%%

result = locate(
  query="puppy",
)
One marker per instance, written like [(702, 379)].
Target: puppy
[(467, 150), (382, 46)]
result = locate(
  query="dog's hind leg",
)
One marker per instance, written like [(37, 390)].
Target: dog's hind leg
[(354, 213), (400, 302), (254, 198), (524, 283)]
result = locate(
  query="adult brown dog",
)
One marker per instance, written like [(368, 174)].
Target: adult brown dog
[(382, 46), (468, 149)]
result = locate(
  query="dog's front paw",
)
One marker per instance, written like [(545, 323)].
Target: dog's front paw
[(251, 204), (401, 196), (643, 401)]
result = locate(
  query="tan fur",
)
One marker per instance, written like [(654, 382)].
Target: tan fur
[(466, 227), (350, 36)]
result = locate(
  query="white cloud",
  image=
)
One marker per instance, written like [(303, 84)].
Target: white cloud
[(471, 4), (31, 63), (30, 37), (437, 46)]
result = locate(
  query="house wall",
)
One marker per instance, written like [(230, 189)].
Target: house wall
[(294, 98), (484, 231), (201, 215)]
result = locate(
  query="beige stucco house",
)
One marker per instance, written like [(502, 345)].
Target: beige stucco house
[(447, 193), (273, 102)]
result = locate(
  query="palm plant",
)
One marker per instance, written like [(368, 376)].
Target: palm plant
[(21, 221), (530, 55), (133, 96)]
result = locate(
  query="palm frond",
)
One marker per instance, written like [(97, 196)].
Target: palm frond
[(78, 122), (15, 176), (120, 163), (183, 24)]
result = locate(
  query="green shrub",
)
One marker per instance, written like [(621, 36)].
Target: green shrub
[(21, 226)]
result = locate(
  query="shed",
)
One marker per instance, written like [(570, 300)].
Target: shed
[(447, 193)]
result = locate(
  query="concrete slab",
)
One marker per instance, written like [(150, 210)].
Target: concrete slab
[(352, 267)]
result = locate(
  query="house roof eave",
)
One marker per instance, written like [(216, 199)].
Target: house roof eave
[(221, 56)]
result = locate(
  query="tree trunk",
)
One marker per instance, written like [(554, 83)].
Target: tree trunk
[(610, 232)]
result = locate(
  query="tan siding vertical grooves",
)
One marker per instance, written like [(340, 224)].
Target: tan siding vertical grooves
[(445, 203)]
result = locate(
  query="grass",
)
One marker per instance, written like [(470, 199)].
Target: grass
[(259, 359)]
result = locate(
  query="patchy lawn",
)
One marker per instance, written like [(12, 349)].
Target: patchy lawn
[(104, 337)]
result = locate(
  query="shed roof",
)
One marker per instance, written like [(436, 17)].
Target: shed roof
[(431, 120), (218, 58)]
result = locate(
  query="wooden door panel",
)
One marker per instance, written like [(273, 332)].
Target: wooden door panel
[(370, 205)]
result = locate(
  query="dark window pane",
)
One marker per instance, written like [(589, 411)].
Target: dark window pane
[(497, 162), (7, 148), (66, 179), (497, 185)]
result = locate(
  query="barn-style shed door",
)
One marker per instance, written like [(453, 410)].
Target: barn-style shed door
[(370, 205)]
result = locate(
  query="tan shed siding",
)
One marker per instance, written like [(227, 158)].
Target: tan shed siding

%%

Problem to work on: Convert all of the data above into a JSON list of strings, one string per line, leaving out blank lines.

Answer to the problem:
[
  "result = locate(",
  "  query=\"puppy\",",
  ")",
  "One marker per instance, written like [(702, 379)].",
  "Target: puppy",
  "[(467, 150), (382, 46)]",
  "result = locate(",
  "  query=\"dog's hind leg\",",
  ")",
  "One marker per instance, written like [(37, 390)].",
  "Target: dog's hind leg",
  "[(354, 213), (400, 302), (254, 198), (524, 283)]",
  "result = locate(",
  "  query=\"adult brown dog\",",
  ")",
  "One marker per instance, written like [(368, 174)].",
  "Target: adult brown dog",
  "[(382, 46), (468, 149)]",
  "result = locate(",
  "  query=\"dog's front paw\",",
  ")",
  "One marker per instance, written like [(545, 323)].",
  "Target: dog's front paw",
  "[(251, 204), (401, 196), (643, 401)]",
  "result = locate(",
  "  query=\"tan fur\",",
  ")",
  "One marker per instance, written like [(654, 382)].",
  "Target: tan fur",
  "[(466, 227), (350, 36)]",
  "result = locate(",
  "  query=\"white cloud\",",
  "  image=",
  ")",
  "One marker per instance, written like [(303, 84)].",
  "Target: white cloud",
  "[(471, 4), (31, 63), (30, 37), (437, 46)]",
  "result = locate(",
  "  query=\"house wall\",",
  ")",
  "One marker per instance, written like [(230, 189)].",
  "Target: house wall",
  "[(294, 98), (484, 231), (201, 215)]",
  "result = locate(",
  "  query=\"beige stucco house\",",
  ")",
  "One marker per instance, written like [(502, 345)].",
  "Target: beige stucco house",
  "[(447, 193), (273, 102)]",
  "result = locate(",
  "  query=\"palm plant\",",
  ")",
  "One marker per instance, written like [(368, 376)].",
  "Target: palm plant",
  "[(21, 221), (530, 55), (133, 96)]",
  "result = locate(",
  "  query=\"palm frond\",",
  ")",
  "One marker per instance, written like [(97, 196)].",
  "Target: palm frond",
  "[(78, 122), (15, 176), (120, 163), (183, 24)]",
  "result = locate(",
  "  query=\"green shrub\",",
  ")",
  "One marker per instance, written like [(621, 36)].",
  "Target: green shrub",
  "[(21, 226)]",
  "result = locate(",
  "  query=\"shed\",",
  ")",
  "One marker per instance, written like [(570, 300)].",
  "Target: shed",
  "[(447, 193)]",
  "result = locate(",
  "  query=\"concrete slab\",",
  ")",
  "One marker per instance, written like [(150, 210)].",
  "Target: concrete slab",
  "[(352, 267)]",
  "result = locate(",
  "  query=\"house roof eave\",",
  ")",
  "One marker per instance, written like [(216, 199)].",
  "Target: house roof eave",
  "[(221, 56)]",
  "result = locate(",
  "  query=\"tree trunk\",",
  ")",
  "One marker per instance, written like [(554, 83)].",
  "Target: tree trunk",
  "[(610, 232)]",
  "result = locate(",
  "  query=\"tan siding vertical grooves\",",
  ")",
  "One marker per instance, written like [(340, 224)].",
  "Target: tan siding vertical grooves",
  "[(445, 203)]",
  "result = locate(",
  "  query=\"grass\",",
  ")",
  "One marker per instance, written like [(470, 199)].",
  "Target: grass",
  "[(259, 359)]",
  "result = locate(",
  "  query=\"patchy lawn\",",
  ")",
  "One marker per instance, written like [(12, 349)].",
  "Target: patchy lawn",
  "[(104, 337)]",
  "result = locate(",
  "  query=\"shed roof\",",
  ")",
  "One marker per instance, written like [(436, 17)].",
  "Target: shed roof",
  "[(431, 120), (218, 58)]",
  "result = locate(",
  "  query=\"wooden door panel\",",
  ")",
  "One marker per instance, written like [(273, 332)].",
  "Target: wooden door panel",
  "[(370, 205)]",
  "result = locate(",
  "  query=\"dark window pane\",",
  ")",
  "One marker per instance, written like [(589, 411)].",
  "Target: dark window pane",
  "[(497, 162), (7, 148), (66, 179), (497, 185)]",
  "result = locate(",
  "  query=\"barn-style shed door\",",
  ")",
  "One marker per instance, written like [(453, 410)].",
  "Target: barn-style shed door",
  "[(370, 205)]",
  "result = locate(",
  "  query=\"tan shed siding\",",
  ")",
  "One marker per instance, written like [(227, 158)].",
  "Target: tan shed siding"
]